## Text under study

§

Installment Agreement (IA)
Taxpayers that owe tax debt and cannot pay their balance in full can enter into a collection alternative known as an Installment Agreement (IA). Another term for it is a payment plan. Collection alternative means that the tax authority involved will not take enforcement action. Enforcement can be carried out through bank levies, wage garnishments, tax liens on property and asset seizures. Installment Agreements may be subject to the filing of a Notice of Federal Tax Lien (NFTL). There are different types of IA's so it is important to carefully consider how a NFTL will affect you if you own a business or property.
Currently Not Collectible (CNC)

§

## Extracted information
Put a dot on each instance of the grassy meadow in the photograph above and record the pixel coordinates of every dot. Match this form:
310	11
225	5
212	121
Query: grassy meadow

§

## Required action A
Translate this sentence from the passage on tax debt installment agreements into Spanish: "Collection alternative means that the tax authority involved will not take enforcement action."
## Required action B
Write the next part of the passage on tax debt collection alternatives, starting after its last line.

## Answer A
Alternativa de cobro significa que la autoridad tributaria involucrada no tomará medidas de ejecución.

## Answer B
Currently Not Collectible (CNC) is a collection alternative that prevents tax authorities from enforcement usually carried out by bank levies, wage garnishments and tax liens. CNC is a hardship status that is determined based on taxpayer assets, income and expenses. If the collection of tax would create an inability to meet basic necessary living expenses, CNC will be granted. The tax authorities can revisit the taxpayer's financial situation in the future to determine if they still qualify for CNC or whether to remove them from CNC status if their finances improve. A Notice of Federal Tax Lien (NFTL) may be filed against a taxpayer in CNC status to protect the interests of the government.
There are many penalties that can be imposed on taxpayers. Common penalties include failure to file, failure to pay, estimated tax penalties, fraud penalties and accuracy penalties. The IRS and other tax agencies may grant penalty relief for those that qualify.
Taxpayers with outstanding tax liabilities may be subject to a Notice of Federal Tax Lien (NFTL) being filed against them. This informs the public, including creditors, that the issuing tax agency has a claim to the taxpayer's property. There are different ways to deal with a NFTL and we can help you determine the best course of action.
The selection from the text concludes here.